SET PROBLEM
According to the juniper cured salmon recipe below, why does the writer now rarely cure salmon with dill?

SELECTED EXCERPT

/---

Juniper cured salmon

Juniper cured salmon

By
From
Scandinavian Comfort Food
Serves
8
Photographer
Columbus Leth

This is an all-time Scandic classic. For years, salmon was very expensive – when I was growing up it was for special occasions only, so was something we ate for Christmas lunch. At the time it was always cured with dill, but I rarely do that now, because I rather love trying it in many different ways, such as in this Christmas version with juniper berries.

Ingredients

Quantity Ingredient
1 tablespoon coriander seeds
1 tablespoon black peppercorns
50g juniper berries
150g flaky sea salt
200g caster sugar
1 fillet salmon, skin on
* rye bread [rid:35358], to serve
horseradish cream, to serve

Method

  1. Using a pestle and mortar, lightly crush the coriander seeds and peppercorns together, then tip out into a mixing bowl and lightly crush the juniper berries. Add to the bowl with the salt and sugar and mix well.

\---

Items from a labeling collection
/---

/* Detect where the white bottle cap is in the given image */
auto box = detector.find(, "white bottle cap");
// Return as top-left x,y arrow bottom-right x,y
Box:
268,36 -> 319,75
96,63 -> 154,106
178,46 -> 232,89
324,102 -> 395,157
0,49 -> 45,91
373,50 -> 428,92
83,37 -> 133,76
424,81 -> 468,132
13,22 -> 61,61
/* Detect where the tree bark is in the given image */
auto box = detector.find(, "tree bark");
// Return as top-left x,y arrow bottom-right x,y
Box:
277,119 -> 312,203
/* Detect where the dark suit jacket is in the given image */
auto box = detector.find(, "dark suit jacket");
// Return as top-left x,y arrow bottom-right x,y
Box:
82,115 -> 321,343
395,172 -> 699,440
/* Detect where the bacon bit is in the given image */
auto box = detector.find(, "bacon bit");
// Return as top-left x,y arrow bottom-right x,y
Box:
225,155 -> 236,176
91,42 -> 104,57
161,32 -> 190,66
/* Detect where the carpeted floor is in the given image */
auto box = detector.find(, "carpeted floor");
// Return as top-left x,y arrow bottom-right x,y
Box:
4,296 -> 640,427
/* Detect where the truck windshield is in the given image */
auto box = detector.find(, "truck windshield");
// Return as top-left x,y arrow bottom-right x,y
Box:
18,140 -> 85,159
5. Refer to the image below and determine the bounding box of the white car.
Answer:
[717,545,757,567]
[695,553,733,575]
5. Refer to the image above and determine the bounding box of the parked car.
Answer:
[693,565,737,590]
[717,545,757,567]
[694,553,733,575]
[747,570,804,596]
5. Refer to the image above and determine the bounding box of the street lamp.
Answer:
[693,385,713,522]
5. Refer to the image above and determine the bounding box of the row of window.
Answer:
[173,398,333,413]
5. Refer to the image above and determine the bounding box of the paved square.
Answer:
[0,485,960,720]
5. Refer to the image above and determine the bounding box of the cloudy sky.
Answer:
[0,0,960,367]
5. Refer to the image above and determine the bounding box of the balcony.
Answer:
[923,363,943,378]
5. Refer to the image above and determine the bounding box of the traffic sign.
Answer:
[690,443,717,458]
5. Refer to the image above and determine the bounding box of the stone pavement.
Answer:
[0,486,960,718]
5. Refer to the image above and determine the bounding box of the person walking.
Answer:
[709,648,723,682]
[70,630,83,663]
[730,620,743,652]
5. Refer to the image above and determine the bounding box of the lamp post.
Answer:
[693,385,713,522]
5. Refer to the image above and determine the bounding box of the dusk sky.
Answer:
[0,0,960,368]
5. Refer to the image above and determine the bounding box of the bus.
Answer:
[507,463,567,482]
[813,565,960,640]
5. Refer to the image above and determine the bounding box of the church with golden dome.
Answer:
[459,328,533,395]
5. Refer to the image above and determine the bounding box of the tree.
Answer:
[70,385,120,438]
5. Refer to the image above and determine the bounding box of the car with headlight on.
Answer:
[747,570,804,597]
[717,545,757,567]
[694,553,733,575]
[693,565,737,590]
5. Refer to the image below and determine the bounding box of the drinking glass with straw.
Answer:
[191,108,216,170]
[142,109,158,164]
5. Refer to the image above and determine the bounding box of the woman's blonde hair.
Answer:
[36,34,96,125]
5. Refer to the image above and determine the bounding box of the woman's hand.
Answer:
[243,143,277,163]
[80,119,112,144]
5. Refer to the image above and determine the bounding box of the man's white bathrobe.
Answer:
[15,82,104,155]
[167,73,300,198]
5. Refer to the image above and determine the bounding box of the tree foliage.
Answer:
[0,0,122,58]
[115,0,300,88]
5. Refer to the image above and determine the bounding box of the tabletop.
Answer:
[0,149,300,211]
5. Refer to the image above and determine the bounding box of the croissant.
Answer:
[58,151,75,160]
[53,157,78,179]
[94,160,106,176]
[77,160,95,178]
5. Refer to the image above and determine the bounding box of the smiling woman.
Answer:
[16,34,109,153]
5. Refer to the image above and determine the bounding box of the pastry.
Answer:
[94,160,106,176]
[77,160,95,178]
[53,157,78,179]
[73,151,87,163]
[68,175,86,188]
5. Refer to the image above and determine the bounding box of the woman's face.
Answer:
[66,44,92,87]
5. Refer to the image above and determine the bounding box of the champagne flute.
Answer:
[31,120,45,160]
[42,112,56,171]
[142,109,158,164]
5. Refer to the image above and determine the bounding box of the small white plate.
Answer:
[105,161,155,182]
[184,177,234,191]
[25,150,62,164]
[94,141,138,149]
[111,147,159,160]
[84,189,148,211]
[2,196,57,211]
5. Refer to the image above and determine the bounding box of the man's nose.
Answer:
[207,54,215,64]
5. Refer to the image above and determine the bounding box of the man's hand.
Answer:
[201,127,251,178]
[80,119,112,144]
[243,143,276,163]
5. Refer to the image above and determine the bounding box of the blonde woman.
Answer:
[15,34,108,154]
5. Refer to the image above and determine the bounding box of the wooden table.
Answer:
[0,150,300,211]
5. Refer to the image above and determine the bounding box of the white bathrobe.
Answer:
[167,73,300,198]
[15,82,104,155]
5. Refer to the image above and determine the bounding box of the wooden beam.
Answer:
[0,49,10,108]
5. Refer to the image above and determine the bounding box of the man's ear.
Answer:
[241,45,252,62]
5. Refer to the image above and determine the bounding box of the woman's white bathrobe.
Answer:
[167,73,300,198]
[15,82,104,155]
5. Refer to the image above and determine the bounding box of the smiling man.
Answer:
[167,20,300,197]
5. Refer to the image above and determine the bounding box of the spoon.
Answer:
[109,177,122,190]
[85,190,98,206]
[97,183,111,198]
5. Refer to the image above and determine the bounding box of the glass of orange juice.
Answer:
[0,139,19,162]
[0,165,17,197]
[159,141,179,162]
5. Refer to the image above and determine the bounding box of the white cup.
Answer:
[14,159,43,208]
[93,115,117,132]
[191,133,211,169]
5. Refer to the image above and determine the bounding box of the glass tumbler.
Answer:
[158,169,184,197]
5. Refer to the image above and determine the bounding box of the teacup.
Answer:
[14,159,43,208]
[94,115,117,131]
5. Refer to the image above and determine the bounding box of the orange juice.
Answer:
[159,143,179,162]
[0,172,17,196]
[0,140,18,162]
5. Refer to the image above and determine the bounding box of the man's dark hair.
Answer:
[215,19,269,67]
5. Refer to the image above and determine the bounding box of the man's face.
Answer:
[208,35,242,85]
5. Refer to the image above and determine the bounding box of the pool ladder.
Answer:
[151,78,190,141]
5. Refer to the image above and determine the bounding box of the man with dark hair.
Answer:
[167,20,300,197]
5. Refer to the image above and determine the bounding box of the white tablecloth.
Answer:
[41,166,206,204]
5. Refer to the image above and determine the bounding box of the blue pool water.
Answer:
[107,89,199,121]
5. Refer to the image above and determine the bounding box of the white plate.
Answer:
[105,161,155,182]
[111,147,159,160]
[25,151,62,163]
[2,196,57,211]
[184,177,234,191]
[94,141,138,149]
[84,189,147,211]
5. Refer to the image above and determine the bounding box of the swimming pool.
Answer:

\---
/---

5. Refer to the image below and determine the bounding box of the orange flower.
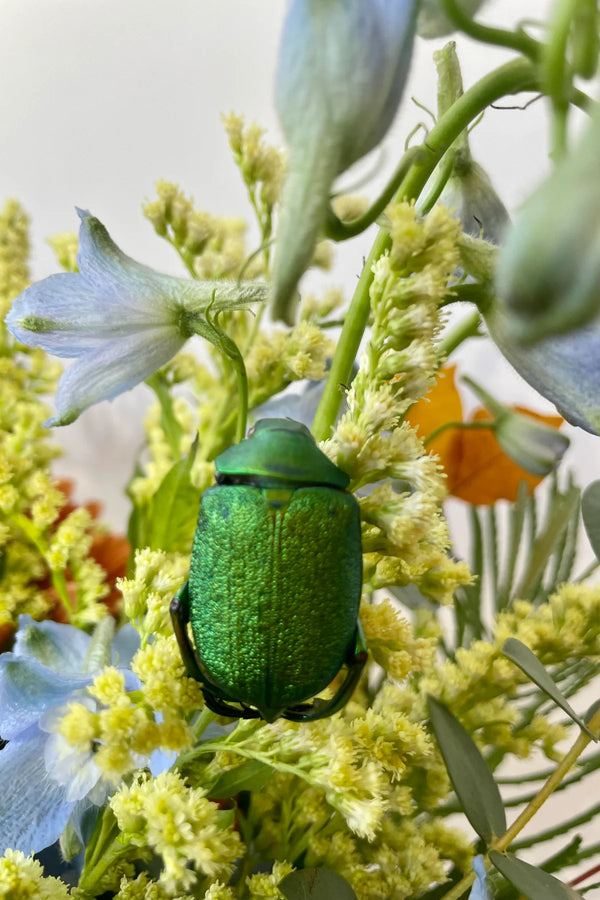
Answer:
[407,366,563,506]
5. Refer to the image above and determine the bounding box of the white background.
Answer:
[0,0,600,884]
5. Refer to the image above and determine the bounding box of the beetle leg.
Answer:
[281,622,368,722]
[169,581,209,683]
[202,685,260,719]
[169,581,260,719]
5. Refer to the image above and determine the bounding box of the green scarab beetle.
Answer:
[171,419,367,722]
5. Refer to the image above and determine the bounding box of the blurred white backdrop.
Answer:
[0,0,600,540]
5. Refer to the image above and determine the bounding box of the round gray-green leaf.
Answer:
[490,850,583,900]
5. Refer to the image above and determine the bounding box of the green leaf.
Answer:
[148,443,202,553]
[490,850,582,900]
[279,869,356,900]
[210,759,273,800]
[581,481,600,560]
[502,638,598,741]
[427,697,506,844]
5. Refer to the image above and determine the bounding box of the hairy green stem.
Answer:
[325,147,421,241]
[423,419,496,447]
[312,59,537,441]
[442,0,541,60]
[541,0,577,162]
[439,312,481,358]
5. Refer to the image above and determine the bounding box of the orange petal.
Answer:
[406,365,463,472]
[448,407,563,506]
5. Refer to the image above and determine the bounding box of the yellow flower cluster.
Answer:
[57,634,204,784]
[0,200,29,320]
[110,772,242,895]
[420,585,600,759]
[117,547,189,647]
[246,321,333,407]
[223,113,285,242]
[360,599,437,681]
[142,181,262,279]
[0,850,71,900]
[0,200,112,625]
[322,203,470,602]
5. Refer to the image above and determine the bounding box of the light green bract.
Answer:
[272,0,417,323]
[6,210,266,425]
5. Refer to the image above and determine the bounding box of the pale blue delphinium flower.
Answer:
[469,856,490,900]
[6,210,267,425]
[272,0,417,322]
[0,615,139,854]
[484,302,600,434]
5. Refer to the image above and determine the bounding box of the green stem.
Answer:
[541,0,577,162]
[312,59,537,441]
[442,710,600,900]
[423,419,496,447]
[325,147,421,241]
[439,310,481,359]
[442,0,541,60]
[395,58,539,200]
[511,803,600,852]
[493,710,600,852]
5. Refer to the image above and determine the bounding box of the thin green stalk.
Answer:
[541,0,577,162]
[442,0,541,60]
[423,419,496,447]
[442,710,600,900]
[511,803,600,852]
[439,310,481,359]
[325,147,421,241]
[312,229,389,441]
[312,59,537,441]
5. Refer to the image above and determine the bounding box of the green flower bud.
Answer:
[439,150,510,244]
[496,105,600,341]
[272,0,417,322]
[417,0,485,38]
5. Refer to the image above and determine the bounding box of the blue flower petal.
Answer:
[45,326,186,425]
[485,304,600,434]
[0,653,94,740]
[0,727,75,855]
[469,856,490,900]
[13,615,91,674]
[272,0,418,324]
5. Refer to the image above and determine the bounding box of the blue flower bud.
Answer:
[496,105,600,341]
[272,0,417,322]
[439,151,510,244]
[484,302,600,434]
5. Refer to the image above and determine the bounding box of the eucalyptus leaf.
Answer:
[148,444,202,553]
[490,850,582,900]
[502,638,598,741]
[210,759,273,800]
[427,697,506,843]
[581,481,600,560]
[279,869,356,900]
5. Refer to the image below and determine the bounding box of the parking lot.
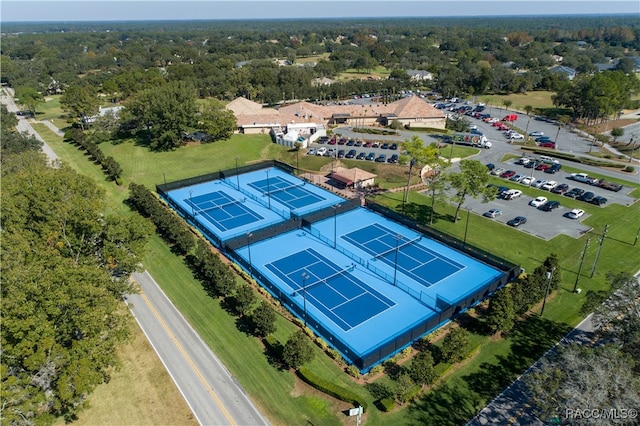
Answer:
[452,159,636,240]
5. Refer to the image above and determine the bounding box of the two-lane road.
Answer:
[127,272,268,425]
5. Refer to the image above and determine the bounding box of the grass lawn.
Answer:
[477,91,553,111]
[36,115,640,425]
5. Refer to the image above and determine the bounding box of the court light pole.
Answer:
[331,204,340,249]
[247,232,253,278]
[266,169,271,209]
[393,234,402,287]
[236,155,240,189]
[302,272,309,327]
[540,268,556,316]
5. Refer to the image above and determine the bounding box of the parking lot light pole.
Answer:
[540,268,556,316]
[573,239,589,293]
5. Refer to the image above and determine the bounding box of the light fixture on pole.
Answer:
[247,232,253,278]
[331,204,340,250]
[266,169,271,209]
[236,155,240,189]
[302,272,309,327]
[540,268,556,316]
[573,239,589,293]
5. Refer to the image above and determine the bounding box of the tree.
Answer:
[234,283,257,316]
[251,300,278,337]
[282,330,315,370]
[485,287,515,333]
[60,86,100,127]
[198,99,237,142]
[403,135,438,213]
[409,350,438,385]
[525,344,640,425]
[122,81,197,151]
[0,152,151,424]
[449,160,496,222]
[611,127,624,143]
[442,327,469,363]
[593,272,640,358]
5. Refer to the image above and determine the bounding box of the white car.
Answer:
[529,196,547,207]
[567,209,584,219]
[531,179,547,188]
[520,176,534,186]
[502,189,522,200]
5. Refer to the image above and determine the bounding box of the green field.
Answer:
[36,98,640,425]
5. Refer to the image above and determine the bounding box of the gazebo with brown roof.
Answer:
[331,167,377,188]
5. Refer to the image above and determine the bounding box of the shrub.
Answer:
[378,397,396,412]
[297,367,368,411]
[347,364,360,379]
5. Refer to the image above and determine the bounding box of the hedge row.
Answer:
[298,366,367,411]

\---

RESULT OF THE TASK
The writer loves trying cured salmon in many different ways, such as this Christmas version made with juniper berries.